__Exercise A__.
Translate into Spanish this sentence from the text on custom language columns in PostgreSQL: "This step checks for columns in Oracle that don't exist in PostgreSQL."
__Exercise B__.
From the text on custom language columns in PostgreSQL, write out the part that opens with the words containing "Create custom language" and closes with "('plan_table', 'plan_view', 'timetrackerinterface')".

** start Text block **

Create custom language COLUMNS in PostgreSQL
This step checks for columns in Oracle that don't exist in PostgreSQL. We usually see here the custom language columns, but it could be everything, so executing postgresql-add-missing-languages.sql is not a solution:
psql -d corpus -U corpus
set search_path='public';
create temporary table columnstmp as (
SELECT table_name, column_name FROM information_schema.columns WHERE table_schema='corpus' and table_name not in ('plan_table', 'plan_view', 'timetrackerinterface')

** end Text block **
** start Raw data **

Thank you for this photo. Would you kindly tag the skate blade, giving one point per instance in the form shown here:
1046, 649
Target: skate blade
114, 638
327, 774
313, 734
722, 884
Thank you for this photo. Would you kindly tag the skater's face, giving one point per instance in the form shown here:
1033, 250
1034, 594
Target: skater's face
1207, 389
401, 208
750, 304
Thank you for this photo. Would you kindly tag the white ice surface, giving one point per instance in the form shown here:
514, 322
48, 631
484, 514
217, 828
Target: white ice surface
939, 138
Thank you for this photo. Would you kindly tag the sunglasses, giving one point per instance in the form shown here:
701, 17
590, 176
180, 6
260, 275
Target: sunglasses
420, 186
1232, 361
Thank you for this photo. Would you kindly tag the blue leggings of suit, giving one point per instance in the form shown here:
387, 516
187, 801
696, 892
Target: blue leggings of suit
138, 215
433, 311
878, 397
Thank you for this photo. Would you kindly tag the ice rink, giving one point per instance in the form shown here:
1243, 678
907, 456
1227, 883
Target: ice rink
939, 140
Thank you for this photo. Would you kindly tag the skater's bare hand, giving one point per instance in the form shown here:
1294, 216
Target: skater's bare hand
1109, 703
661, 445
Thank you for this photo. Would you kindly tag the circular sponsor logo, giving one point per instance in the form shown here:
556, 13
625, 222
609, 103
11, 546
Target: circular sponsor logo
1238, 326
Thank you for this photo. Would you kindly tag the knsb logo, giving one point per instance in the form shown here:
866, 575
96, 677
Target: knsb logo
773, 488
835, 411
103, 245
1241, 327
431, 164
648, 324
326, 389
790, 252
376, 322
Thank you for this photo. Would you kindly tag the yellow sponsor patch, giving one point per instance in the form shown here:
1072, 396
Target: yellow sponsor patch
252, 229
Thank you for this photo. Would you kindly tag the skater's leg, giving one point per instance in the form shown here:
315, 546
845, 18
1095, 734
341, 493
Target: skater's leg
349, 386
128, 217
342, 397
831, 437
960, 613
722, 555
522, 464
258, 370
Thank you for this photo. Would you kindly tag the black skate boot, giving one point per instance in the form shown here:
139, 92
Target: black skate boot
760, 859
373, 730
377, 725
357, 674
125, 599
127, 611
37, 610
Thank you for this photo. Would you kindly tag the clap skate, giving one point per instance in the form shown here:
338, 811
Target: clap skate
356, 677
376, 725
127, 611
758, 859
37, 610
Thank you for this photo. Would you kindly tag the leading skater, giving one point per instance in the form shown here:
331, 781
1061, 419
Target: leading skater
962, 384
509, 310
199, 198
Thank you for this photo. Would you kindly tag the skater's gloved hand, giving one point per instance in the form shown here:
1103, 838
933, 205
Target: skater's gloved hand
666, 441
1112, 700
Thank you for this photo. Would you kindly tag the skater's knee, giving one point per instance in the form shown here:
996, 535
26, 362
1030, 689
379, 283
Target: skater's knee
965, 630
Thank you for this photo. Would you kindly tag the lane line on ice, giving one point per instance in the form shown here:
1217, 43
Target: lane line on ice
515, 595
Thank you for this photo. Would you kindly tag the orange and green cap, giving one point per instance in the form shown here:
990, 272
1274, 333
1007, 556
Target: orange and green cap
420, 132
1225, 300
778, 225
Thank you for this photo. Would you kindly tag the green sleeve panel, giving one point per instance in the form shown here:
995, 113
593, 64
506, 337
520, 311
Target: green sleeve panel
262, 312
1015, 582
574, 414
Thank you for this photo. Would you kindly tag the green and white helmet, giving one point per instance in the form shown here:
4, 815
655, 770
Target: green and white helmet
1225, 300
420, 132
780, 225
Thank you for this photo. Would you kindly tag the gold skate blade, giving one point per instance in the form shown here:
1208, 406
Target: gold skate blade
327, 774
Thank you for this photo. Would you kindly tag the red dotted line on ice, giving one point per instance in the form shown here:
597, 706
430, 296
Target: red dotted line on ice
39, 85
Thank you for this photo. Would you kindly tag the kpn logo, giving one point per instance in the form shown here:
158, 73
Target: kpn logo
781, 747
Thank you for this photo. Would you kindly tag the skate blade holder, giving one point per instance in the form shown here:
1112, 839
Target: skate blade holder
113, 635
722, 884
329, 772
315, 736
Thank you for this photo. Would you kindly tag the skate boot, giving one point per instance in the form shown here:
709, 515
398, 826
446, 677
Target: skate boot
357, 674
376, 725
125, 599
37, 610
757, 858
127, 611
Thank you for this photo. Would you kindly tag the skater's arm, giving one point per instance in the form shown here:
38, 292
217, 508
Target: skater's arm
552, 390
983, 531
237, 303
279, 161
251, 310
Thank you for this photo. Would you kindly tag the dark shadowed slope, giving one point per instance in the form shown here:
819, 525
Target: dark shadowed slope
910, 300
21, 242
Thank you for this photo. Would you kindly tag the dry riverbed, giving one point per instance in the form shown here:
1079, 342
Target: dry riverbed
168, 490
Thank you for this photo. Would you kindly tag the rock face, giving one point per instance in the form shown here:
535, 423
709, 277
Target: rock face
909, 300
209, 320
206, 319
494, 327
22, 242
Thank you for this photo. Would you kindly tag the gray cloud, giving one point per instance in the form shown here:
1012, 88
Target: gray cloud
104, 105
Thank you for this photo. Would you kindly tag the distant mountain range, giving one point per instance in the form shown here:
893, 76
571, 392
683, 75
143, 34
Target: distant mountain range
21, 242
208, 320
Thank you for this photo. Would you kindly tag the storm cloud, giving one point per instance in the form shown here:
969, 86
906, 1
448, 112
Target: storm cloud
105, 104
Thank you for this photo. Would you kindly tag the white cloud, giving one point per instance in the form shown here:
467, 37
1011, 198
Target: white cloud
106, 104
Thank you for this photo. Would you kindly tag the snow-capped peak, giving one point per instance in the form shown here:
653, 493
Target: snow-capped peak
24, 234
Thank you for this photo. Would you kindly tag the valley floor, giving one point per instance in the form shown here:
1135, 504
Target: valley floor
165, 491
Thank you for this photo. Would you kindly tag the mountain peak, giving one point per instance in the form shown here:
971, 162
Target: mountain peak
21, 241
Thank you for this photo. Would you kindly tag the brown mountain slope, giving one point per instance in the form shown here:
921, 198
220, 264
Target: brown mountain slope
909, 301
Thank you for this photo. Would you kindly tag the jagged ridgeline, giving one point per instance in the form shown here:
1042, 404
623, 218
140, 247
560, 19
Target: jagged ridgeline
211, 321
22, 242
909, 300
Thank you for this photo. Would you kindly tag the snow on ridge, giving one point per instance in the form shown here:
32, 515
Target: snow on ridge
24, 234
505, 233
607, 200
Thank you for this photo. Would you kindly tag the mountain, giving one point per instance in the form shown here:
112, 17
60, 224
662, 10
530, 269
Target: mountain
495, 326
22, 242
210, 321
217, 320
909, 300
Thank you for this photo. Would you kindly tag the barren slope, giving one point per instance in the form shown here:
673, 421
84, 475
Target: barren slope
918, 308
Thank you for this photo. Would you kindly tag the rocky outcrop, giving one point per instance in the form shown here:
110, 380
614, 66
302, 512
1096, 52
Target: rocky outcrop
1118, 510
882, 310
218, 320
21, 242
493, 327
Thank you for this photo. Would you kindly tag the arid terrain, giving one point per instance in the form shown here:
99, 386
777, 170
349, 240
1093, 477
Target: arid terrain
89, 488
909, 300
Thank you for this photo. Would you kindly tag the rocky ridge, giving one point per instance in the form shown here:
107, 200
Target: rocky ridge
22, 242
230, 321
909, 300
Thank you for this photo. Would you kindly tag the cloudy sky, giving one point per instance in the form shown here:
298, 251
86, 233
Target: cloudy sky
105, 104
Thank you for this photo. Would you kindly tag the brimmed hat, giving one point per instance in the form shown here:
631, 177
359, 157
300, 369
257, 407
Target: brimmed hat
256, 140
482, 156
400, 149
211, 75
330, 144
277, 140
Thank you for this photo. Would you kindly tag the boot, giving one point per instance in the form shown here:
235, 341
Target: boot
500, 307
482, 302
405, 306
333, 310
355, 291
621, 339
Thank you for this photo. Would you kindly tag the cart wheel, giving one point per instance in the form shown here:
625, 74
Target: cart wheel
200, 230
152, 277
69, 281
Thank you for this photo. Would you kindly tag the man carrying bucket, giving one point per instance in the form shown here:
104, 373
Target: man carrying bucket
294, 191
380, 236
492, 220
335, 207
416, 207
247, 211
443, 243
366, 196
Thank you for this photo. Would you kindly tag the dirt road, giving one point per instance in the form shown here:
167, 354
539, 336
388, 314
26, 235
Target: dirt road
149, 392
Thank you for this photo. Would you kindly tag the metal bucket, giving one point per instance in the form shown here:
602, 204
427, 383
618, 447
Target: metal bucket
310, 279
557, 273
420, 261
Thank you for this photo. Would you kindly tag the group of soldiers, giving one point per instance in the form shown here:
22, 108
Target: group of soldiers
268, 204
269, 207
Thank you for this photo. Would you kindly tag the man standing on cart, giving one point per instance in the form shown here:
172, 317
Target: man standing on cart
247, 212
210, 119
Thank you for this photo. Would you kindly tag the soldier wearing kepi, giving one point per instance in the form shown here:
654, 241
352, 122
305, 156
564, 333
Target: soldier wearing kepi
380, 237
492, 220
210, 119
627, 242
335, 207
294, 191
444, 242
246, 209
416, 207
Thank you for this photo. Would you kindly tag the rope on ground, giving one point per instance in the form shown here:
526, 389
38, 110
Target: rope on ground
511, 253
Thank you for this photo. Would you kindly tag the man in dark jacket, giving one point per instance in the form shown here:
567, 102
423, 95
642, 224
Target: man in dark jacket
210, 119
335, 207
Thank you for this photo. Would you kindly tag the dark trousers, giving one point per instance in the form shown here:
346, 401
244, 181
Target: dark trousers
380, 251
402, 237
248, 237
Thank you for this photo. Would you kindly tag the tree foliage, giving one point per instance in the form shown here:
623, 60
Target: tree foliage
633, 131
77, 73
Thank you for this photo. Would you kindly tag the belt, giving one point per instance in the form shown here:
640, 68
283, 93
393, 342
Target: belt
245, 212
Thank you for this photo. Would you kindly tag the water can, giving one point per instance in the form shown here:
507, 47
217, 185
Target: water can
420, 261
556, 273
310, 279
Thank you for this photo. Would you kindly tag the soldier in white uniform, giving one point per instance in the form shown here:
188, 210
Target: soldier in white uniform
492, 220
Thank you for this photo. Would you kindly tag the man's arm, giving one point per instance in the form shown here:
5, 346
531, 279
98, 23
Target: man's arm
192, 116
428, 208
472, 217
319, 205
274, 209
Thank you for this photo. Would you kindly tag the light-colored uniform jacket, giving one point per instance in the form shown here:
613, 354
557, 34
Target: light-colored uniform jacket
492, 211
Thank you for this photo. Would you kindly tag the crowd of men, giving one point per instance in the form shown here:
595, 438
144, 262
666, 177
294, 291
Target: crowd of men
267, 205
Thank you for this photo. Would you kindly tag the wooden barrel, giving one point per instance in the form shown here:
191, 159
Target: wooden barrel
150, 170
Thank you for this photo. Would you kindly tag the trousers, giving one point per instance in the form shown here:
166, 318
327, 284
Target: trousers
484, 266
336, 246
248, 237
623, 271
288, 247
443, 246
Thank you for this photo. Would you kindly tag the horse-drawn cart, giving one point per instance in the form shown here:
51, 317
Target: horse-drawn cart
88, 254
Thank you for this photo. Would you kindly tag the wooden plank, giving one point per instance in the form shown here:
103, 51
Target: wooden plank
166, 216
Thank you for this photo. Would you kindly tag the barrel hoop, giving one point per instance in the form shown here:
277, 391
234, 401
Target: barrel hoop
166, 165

** end Raw data **

__Right answer A__.
Este paso comprueba si hay columnas en Oracle que no existen en PostgreSQL.

__Right answer B__.
Create custom language COLUMNS in PostgreSQL
This step checks for columns in Oracle that don't exist in PostgreSQL. We usually see here the custom language columns, but it could be everything, so executing postgresql-add-missing-languages.sql is not a solution:
psql -d corpus -U corpus
set search_path='public';
create temporary table columnstmp as (
SELECT table_name, column_name FROM information_schema.columns WHERE table_schema='corpus' and table_name not in ('plan_table', 'plan_view', 'timetrackerinterface')